*Work instructions*
Here is a set of records. Copy them all exactly.

*Available data*
=== Section Start ===

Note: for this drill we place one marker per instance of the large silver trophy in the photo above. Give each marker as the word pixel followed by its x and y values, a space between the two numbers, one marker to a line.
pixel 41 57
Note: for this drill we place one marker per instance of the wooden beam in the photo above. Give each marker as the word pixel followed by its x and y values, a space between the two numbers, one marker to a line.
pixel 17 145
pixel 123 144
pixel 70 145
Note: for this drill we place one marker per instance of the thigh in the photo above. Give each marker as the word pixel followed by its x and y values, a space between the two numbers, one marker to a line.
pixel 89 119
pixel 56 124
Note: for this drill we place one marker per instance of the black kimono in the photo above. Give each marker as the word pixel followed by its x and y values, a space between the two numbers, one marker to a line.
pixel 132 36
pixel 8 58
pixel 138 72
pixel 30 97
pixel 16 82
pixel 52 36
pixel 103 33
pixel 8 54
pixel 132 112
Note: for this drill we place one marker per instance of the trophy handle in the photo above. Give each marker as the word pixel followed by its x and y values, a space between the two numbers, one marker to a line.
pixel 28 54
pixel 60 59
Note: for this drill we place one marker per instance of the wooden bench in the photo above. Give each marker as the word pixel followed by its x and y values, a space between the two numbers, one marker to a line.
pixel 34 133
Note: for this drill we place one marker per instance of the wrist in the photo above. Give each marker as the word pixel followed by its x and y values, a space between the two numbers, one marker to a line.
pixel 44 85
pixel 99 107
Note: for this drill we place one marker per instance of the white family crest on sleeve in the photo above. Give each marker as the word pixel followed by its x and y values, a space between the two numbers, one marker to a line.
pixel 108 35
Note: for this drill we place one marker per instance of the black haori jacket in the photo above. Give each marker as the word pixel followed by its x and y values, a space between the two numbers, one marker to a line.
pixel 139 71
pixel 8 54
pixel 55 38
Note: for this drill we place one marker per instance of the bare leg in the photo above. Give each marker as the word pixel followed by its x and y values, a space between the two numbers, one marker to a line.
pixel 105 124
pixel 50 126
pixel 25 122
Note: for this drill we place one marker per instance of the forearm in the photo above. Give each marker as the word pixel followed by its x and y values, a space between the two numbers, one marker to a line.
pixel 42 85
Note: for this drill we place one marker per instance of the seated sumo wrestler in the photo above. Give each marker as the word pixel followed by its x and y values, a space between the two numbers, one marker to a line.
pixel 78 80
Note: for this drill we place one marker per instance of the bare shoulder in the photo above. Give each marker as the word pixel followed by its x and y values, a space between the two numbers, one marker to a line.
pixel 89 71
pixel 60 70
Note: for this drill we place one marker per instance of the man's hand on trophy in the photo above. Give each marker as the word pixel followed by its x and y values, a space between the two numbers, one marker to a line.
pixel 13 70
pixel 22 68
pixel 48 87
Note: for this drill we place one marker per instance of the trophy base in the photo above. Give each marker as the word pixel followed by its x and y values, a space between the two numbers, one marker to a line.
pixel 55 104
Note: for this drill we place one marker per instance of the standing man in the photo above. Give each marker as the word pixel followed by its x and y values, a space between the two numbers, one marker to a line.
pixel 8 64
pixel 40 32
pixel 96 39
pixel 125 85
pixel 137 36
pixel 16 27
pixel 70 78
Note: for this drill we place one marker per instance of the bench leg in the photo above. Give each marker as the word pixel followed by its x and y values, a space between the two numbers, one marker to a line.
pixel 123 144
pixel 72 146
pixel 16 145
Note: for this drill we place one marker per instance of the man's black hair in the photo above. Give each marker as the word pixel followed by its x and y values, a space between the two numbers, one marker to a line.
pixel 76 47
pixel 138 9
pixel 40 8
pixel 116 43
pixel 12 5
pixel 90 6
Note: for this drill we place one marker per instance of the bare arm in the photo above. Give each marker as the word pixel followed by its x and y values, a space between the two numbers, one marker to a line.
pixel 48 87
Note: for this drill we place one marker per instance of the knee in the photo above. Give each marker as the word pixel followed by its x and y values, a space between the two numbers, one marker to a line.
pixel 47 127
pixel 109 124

=== Section End ===

*Solution*
Note: for this drill we place one marker per instance of the large silver trophy in the photo above. Give each marker as the word pixel followed by its x and y values, a space between the two numbers, one marker to a line.
pixel 41 57
Note: for this drill we place one marker per instance of the wooden beam in the photo above. Give each marker as the word pixel followed by its x and y values, a space between the two numbers, one marker to a line.
pixel 17 145
pixel 123 144
pixel 70 145
Note: for this drill we place one marker per instance of the thigh in the photo above. Give each marker as the word pixel followed by its x and y values, a space between the two numbers, one marker to a line.
pixel 89 119
pixel 56 124
Note: for this drill we place one marker per instance of the black kimono in the photo above. Give each marker as the word pixel followed by its x and y values, a space between the two numbers, one marker to a line.
pixel 132 36
pixel 8 58
pixel 138 72
pixel 30 97
pixel 16 82
pixel 52 36
pixel 103 33
pixel 8 54
pixel 132 112
Note: for this drill we place one marker per instance of the trophy handle in the photo above. Give each marker as the word pixel followed by its x and y values, a space between the two numbers, one marker to a line.
pixel 28 54
pixel 60 59
Note: for this drill we place one marker per instance of the wooden bench in the photo above. Give each marker as the word pixel followed by its x and y values, a space between the two numbers, one marker to a line.
pixel 34 133
Note: for this drill we place one marker per instance of the wrist in the photo above. Give each marker as the word pixel followed by its x and y values, a space between the two numbers, one marker to a line.
pixel 44 85
pixel 99 107
Note: for this drill we place one marker per instance of the white family crest on sleeve in the photo above. Give each marker as the word pixel followed by its x and y values, a space between the two numbers, one marker to a line.
pixel 108 35
Note: for this drill we place one marker per instance of the black haori jacket in the photo above. Give each marker as the word pixel followed by its x and y values, a space between the two numbers, one marker to a line.
pixel 139 71
pixel 8 54
pixel 55 38
Note: for this drill we place one marker per instance of the bare leg in the photo above. Give each marker as the word pixel followed by its x and y values, a space between the two numbers, one marker to a line.
pixel 105 124
pixel 50 126
pixel 25 122
Note: for this drill we place one marker per instance of the forearm in the photo above. Give each marker as the word pixel followed by its x and y values, a space between the two numbers, one marker to a line.
pixel 42 85
Note: for this drill we place one marker per instance of the seated sumo wrestler in the photo above. Give each marker as the word pixel followed by its x and y values, a space between the two numbers, one marker to a line.
pixel 78 80
Note: for this drill we place one marker per instance of the bare shoulder in the photo above. Give each marker as the word pixel followed by its x and y values, a space between the two numbers, one marker to a line.
pixel 89 71
pixel 60 70
Note: for this drill we place one marker per instance of the man's hand on trophy in the photo above. Give each marker as the word pixel followed by its x and y values, a space between the two numbers, one marker to a line.
pixel 13 70
pixel 22 68
pixel 48 87
Note: for this drill we place one marker per instance of the trophy base in the photo above. Give each marker as the word pixel followed by its x and y values, a space between the two numbers, one marker to a line.
pixel 55 104
Note: for this drill we place one marker per instance of the standing man in the photo above. Give each marker as the word pixel followed by its x and y values, a space between the two numbers, one marker to a line.
pixel 8 64
pixel 40 32
pixel 96 39
pixel 125 85
pixel 137 36
pixel 16 27
pixel 70 78
Note: for this drill we place one marker per instance of the bench leg in the photo above. Give each marker as the word pixel followed by its x and y values, a space between the two numbers, one marker to a line.
pixel 123 144
pixel 72 146
pixel 16 145
Note: for this drill we place one marker per instance of the man's black hair in the photo above. Give each marker as the word pixel followed by its x and y values, a space between the two numbers, one marker to a line.
pixel 76 47
pixel 138 9
pixel 40 8
pixel 116 43
pixel 12 5
pixel 90 6
Note: for this drill we place one marker per instance of the bare arm in the photo above. Give each marker as the word pixel followed by its x and y values, a space between the two numbers, one marker to a line.
pixel 48 87
Note: for this drill we place one marker per instance of the knee in the photo above. Give each marker as the word pixel followed by its x and y values, a space between the two numbers, one marker to a line.
pixel 47 127
pixel 109 124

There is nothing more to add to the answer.